Aim
Carry on the text on the Lojong slogans of Point Two from where it stops.

In Lojong's 59 slogans, Point Two: The main practice, which is training in absolute and relative bodhicitta.
 A. Absolute Bodhicitta
Slogan 2. Regard all dharmas as dreams; although experiences may seem solid, they are passing memories.
Slogan 3. Examine the nature of unborn awareness.
Slogan 4. Self-liberate even the antidote.
Slogan 5. Rest in the nature of alaya, the essence, the present moment.
Slogan 6. In post-meditation, be a child of illusion.

 B.Relative Bodhicitta
Slogan 7. Sending and taking should be practiced alternately. These two should ride the breath (aka. practice Tonglen).
Slogan 8. Three objects, three poisons, three roots of virtue -- The 3 objects are friends, enemies and neutrals.  The 3 poisons are craving, aversion and indifference.  The 3 roots of virtue are the remedies.
Slogan 9. In all activities, train with slogans.
Slogan 10. Begin the sequence of sending and taking with yourself.

Point labeling dataset excerpts:
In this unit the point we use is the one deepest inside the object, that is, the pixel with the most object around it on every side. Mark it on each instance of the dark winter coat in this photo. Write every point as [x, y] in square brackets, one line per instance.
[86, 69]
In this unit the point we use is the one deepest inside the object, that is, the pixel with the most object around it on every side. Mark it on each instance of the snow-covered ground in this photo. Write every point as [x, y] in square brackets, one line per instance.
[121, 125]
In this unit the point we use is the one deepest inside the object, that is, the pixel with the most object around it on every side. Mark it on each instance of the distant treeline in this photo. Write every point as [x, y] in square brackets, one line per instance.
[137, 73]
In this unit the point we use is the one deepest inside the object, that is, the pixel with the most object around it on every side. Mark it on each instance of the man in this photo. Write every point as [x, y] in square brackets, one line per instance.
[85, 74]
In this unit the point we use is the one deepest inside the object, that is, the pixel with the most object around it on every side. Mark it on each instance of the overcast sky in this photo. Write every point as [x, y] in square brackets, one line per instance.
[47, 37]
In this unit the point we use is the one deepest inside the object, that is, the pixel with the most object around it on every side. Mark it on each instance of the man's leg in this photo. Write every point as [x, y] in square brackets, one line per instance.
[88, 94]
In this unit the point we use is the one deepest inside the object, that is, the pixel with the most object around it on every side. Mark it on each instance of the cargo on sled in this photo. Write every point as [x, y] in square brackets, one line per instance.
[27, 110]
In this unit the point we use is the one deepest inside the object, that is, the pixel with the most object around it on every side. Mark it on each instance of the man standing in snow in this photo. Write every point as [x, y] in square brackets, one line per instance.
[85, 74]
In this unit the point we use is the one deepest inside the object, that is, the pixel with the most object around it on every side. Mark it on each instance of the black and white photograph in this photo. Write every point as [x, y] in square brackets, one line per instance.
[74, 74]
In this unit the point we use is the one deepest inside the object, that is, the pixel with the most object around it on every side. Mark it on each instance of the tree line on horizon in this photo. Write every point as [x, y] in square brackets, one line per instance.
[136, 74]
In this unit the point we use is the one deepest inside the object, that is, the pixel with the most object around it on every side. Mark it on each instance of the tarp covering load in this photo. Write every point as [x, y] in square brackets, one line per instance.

...

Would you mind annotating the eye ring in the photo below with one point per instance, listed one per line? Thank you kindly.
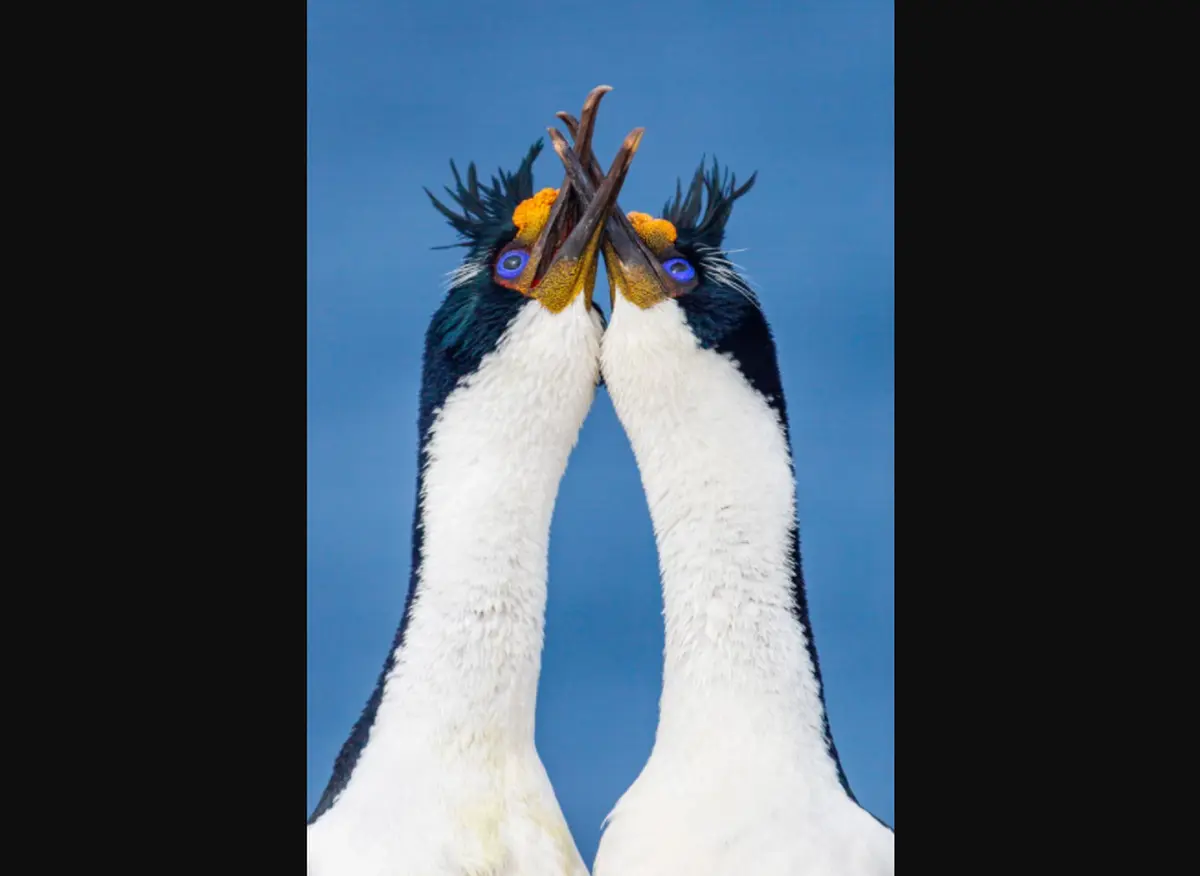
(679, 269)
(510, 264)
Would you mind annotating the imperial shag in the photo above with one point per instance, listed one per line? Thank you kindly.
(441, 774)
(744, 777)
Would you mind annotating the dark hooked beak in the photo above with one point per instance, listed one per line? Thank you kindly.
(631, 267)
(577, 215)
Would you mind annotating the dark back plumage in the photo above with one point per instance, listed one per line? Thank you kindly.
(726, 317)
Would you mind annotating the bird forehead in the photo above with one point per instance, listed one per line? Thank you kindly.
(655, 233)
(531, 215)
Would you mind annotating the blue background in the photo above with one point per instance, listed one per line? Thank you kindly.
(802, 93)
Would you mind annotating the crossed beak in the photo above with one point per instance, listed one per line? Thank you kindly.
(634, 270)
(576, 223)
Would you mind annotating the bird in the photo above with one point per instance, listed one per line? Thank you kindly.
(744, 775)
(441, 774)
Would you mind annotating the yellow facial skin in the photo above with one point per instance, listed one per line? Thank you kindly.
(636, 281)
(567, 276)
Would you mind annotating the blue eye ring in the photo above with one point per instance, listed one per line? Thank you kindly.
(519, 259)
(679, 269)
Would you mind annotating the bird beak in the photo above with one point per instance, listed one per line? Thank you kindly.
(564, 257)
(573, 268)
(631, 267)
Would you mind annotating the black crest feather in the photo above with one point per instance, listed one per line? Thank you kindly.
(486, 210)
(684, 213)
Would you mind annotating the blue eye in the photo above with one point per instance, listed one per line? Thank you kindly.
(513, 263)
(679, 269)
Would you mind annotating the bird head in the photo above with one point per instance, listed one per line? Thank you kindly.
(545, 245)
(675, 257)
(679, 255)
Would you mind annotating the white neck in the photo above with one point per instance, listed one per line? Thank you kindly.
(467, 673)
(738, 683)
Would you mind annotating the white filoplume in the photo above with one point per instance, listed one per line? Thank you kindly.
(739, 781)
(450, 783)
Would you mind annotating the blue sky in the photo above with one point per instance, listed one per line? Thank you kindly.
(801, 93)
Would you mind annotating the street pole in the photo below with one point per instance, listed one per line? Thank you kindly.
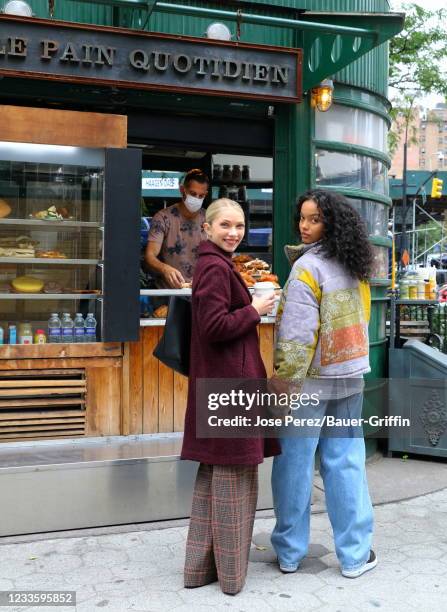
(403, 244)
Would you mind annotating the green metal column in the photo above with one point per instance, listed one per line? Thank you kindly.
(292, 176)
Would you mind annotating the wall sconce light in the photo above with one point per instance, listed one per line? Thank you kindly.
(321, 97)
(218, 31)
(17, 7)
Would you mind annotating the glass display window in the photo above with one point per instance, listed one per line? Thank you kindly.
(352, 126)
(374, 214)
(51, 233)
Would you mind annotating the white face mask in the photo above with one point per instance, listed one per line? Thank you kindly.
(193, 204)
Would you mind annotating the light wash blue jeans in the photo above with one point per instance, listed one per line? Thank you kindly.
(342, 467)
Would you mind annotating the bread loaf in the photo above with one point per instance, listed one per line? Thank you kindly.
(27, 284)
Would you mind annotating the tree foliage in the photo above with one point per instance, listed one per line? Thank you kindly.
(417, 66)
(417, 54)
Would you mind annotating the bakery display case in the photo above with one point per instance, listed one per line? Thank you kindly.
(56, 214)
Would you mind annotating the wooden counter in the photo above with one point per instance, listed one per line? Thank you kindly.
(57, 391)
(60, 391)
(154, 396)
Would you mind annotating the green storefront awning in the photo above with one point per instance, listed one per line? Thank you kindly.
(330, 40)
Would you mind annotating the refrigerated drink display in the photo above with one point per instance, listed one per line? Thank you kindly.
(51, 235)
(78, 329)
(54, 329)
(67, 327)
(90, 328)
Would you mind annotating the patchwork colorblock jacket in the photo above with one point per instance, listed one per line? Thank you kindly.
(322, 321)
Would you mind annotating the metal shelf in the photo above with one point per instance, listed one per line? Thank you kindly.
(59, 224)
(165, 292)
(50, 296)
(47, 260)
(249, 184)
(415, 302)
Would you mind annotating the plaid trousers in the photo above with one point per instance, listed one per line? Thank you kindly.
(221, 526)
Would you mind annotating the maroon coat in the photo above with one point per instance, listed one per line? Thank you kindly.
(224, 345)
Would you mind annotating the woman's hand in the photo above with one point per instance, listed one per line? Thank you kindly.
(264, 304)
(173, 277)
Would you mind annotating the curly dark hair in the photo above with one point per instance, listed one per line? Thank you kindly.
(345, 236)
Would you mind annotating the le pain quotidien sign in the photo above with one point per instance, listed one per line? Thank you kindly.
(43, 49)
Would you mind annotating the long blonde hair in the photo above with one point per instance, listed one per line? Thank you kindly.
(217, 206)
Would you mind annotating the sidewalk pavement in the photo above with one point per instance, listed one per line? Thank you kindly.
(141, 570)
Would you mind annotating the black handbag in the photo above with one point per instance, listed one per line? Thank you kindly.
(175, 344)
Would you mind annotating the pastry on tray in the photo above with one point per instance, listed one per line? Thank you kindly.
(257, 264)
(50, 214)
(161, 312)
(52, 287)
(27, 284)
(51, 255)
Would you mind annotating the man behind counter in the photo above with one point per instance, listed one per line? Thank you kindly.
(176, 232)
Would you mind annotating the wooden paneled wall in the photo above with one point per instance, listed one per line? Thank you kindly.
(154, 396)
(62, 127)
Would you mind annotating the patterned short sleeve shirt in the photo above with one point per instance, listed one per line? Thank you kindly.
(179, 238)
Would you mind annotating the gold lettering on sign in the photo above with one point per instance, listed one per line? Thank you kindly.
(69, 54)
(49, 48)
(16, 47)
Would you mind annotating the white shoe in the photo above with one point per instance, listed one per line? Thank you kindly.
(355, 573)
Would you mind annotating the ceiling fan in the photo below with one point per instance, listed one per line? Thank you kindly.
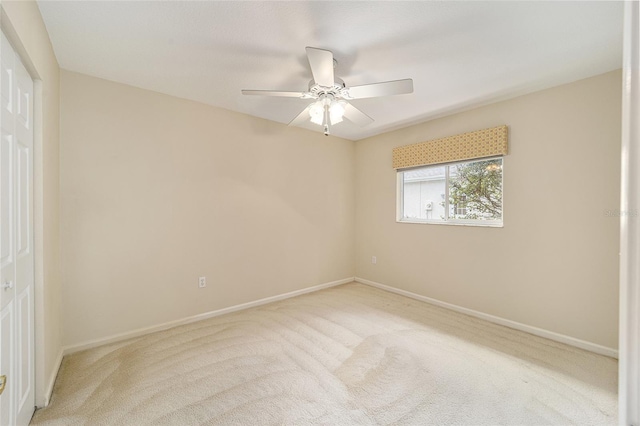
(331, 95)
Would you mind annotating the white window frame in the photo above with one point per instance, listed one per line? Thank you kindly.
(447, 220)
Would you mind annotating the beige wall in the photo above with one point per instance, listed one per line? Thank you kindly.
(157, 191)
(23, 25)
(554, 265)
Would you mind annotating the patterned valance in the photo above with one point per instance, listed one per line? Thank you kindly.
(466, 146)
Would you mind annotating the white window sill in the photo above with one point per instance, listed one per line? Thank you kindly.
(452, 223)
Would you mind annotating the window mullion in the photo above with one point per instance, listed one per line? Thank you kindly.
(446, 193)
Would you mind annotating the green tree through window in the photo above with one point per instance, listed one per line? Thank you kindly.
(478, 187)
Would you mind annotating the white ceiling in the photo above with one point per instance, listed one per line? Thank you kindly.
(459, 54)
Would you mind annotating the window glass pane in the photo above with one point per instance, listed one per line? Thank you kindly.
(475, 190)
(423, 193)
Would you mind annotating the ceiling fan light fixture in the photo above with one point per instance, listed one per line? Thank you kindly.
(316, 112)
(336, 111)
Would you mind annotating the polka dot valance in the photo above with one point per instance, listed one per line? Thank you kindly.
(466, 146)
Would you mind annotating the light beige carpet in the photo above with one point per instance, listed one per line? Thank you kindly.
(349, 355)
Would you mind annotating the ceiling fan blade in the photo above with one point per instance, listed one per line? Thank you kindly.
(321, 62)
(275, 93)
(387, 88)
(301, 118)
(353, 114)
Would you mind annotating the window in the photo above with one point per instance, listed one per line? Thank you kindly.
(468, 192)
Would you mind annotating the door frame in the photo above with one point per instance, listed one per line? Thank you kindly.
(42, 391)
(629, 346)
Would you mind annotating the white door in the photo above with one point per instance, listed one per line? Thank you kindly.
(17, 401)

Exercise result
When only realizing Śūnyatā, the practitioner might not benefit others, so the Mahayana path unites emptiness and compassion, this keeps from falling into the two limits and remaining on the middle way. Traditionally, Bodhisattvas practice mediative concentration at the beginning toward attaining the noble one's wisdom level, then the main practice becomes benefiting others spontaneously, unlike other paths that might discontinue benefiting others.

All the conducive causes and auspicious conditions should be complete for bodhicitta to properly arise. After continued training, these qualities can arise in the mind without contrivance.

The two main traditions in taking the Bodhicitta vows are: 1) Nagarjuna's profound view chariot and, 2) Asanga's vast conduct chariot. After which this is guarded with what to avoid, and what to adopt.

The practice can be divided into three parts: 1) mind training, 2) arousing bodhicitta, and 3) training in what to adopt and what to avoid. These can be called the 1) preliminary practice, 2) main practice, and 3) concluding practice. The preliminary practice is training in the four boundless qualities. The main practice is arousing Bodhicitta and taking vows. The concluding practice is training in what to adopt and guarding without fail against what to avoid.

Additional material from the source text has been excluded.